BRIEF: The result should be the line with "Exercise. Mark the white jacket" followed by every remaining line of the entries, each reproduced exactly, with nothing else.

SOURCE INFORMATION:
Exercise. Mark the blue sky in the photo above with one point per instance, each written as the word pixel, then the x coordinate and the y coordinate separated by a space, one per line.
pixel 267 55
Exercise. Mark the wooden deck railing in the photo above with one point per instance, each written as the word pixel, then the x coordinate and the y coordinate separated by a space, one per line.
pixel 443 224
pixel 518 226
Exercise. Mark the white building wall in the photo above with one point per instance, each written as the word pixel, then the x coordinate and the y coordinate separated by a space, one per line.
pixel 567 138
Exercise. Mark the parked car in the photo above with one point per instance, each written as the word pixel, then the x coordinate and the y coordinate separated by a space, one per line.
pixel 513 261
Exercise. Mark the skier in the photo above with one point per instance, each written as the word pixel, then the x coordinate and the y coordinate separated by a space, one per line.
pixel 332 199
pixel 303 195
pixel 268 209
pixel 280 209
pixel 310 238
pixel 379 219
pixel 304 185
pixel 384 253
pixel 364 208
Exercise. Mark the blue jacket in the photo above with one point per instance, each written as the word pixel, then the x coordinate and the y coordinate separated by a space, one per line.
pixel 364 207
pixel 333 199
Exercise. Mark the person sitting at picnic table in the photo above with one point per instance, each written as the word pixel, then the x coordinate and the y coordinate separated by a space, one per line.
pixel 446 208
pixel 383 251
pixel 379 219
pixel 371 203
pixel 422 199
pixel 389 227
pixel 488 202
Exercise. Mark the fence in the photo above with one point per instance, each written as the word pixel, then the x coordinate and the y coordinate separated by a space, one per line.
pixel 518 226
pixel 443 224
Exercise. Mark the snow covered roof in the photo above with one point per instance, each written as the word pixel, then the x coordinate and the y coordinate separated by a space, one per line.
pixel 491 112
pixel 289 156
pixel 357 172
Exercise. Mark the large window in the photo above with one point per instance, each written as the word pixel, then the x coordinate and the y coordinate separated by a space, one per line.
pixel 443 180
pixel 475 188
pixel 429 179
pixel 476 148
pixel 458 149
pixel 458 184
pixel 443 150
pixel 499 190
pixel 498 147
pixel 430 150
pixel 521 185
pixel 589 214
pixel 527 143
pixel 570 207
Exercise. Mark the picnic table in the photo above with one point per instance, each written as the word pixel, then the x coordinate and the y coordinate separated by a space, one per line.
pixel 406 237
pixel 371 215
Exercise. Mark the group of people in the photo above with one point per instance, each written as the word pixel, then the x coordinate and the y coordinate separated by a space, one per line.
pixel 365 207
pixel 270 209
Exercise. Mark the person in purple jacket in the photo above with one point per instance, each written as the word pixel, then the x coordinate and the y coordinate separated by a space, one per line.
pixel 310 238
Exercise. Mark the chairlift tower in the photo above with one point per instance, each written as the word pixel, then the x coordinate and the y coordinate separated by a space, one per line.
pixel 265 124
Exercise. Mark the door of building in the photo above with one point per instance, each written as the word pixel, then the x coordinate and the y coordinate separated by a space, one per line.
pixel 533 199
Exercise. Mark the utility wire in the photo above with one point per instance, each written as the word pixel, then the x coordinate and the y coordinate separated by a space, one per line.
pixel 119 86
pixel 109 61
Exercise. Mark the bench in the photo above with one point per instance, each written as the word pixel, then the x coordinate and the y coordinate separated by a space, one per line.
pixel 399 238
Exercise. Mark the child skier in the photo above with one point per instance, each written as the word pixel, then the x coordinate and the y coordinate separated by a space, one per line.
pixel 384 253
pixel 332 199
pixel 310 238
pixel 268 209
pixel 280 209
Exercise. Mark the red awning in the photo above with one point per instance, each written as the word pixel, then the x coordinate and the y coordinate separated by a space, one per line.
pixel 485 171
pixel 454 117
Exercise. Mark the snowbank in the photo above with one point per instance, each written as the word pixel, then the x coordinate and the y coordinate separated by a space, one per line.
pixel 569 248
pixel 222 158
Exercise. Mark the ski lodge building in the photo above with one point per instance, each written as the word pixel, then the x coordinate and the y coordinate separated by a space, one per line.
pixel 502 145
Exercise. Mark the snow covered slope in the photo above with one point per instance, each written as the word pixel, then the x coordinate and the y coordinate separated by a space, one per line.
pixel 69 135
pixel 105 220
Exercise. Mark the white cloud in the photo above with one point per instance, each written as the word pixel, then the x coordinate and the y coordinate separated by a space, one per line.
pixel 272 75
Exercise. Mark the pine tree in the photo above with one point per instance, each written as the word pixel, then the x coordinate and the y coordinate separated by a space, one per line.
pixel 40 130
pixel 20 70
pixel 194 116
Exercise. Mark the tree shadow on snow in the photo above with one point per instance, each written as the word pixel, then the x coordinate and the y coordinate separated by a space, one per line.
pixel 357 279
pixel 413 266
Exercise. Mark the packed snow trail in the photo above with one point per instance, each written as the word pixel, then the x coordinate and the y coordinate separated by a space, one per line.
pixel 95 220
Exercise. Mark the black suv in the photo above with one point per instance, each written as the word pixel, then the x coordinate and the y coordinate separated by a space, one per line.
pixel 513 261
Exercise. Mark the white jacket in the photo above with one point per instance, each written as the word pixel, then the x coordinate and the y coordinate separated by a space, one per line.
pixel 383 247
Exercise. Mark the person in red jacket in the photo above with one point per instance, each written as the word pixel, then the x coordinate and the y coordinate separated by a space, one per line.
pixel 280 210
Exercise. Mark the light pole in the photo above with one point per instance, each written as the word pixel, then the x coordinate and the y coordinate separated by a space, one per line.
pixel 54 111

ANSWER BOX:
Exercise. Mark the white jacket in the photo above with one point per instance, each written as the word pixel, then the x coordinate and the y coordinate separated by a space, one per line.
pixel 383 247
Exercise. Mark the person in red jacket in the photo above with one point per instance, each written as the word pixel, then the x coordinate and the y coordinate separated by a space, one per line.
pixel 280 210
Exercise. Mark the light pole in the photo above with one point per instance, each written as the word pixel, then the x coordinate and the y coordinate separated by a space, one per line.
pixel 54 111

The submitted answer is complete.